* **Письменные задания**:
1 - В какой газете опубликовано интервью с Глебом Глебовичем Глинкой и чьё это издание?
2 - Выведите без изменений отрывок из интервью: начните с места, где стоят слова «У вас в Петербурге, наверное, самый», и остановитесь после слов «читают и читают.».
═════ Предложенный текст
Газета «Кифа»

Издание Преображенского братства

Счастливы по-настоящему те, кто больше думает о других и меньше о себе

Интервью с Глебом Глебовичем Глинкой. Часть 1

Елизавета Петровна Глинка («доктор Лиза») (1962–2016)
Елизавета Петровна Глинка («доктор Лиза») (1962–2016)

Вы как адвокат по уголовным делам очень бережно говорите о человеке, который совершил преступление, о «доверии за человека». И доктор Лиза, когда она заботилась о бомжах, мне кажется, так же думала и чувствовала. К сожалению, большинство из нас, живущих на постсоветском пространстве, по советской привычке к человеку относятся скорее как к инструменту. Мы не привыкли давать друг другу аванс доверия, видеть в другом человеке достоинство, пока он что-то не совершит. Мы его как бы не видим, и даже больше – осуждаем или не принимаем. Я пришла к Богу в двухтысячных годах, и тогда у нас были встречи с поколением, которое это достоинство в себе несло, являло его. Как это возродить? Как это воспитать? Как это в себе актуализировать? Я понимаю, что рецептов нет, это что-то такое внутри человека, что было утеряно. Но мне кажется, что надежда нашего общества в этом. В том, что мы изнутри начнём меняться по отношению к другим.

Могу только подписаться под каждым Вашим словом.

У вас в Петербурге, наверное, самый яркий образ тех, о ком вы вспоминаете, это Дмитрий Сергеевич Лихачёв. Если я правильно понимаю, в 1990-е просто как чудо воспринималось и то, что он выжил, и то, что он такой… Я в последнее время много читаю Водолазкина, который был одним из его студентов. Его книги пропитаны этим духом. И его сейчас читают и читают.
══════════
═════ Выдержки из данных
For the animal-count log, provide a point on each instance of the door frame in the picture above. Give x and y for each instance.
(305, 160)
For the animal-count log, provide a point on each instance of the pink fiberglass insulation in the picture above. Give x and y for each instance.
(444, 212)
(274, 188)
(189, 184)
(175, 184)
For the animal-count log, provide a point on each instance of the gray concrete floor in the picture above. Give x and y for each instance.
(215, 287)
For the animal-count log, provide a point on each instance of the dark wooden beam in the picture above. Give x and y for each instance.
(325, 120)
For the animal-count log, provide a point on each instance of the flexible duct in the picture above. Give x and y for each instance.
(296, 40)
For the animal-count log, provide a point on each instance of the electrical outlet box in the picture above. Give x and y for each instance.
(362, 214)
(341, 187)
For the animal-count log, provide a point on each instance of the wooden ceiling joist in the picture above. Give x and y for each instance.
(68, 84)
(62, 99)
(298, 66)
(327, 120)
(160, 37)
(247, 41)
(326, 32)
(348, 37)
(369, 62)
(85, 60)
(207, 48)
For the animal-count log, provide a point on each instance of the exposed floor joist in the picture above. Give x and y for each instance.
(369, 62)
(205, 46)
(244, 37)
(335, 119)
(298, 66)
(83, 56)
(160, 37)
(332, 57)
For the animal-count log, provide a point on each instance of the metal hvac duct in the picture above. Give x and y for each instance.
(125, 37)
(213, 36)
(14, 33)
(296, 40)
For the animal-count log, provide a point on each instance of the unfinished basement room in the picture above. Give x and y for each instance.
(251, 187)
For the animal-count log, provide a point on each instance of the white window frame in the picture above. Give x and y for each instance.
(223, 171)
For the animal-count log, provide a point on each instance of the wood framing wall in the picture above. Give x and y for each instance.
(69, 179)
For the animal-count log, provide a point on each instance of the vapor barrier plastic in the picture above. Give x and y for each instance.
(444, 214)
══════════
═════ Выдержки из данных
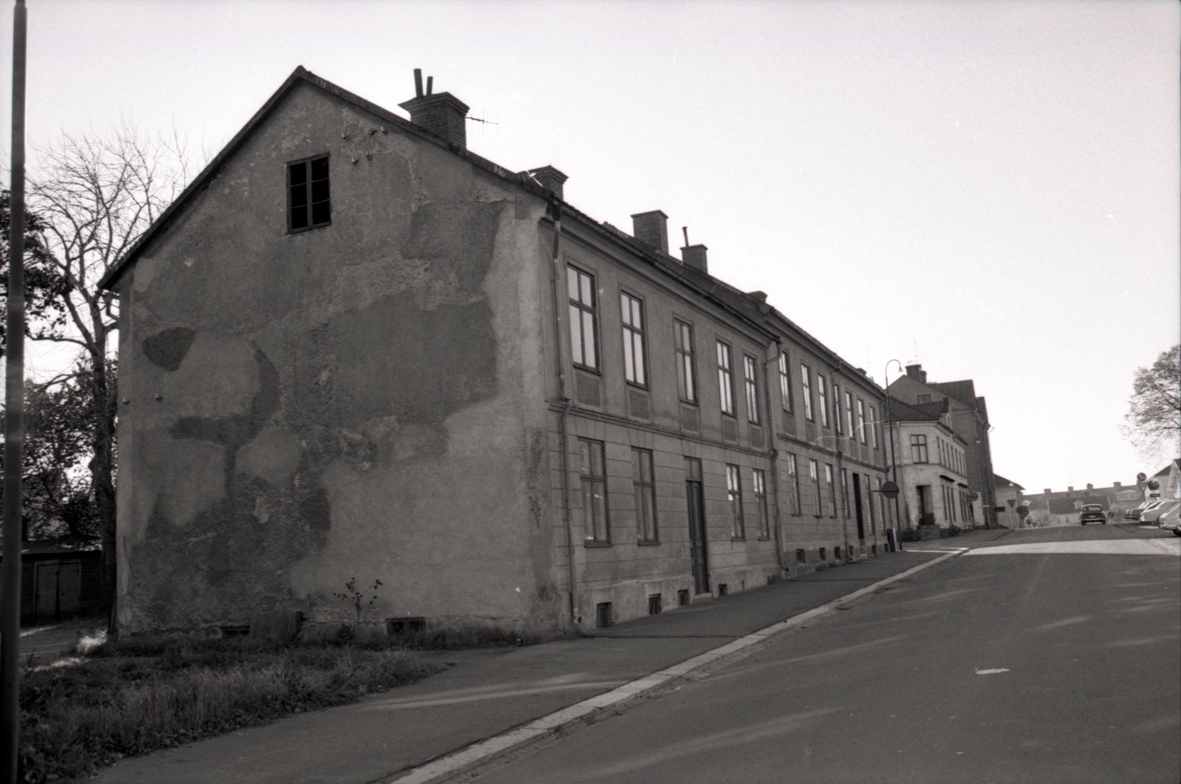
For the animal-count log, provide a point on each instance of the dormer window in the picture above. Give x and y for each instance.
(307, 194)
══════════
* **Набор ответов**:
1 - В газете «Кифа», издании Преображенского братства.

2 -
У вас в Петербурге, наверное, самый яркий образ тех, о ком вы вспоминаете, это Дмитрий Сергеевич Лихачёв. Если я правильно понимаю, в 1990-е просто как чудо воспринималось и то, что он выжил, и то, что он такой… Я в последнее время много читаю Водолазкина, который был одним из его студентов. Его книги пропитаны этим духом. И его сейчас читают и читают.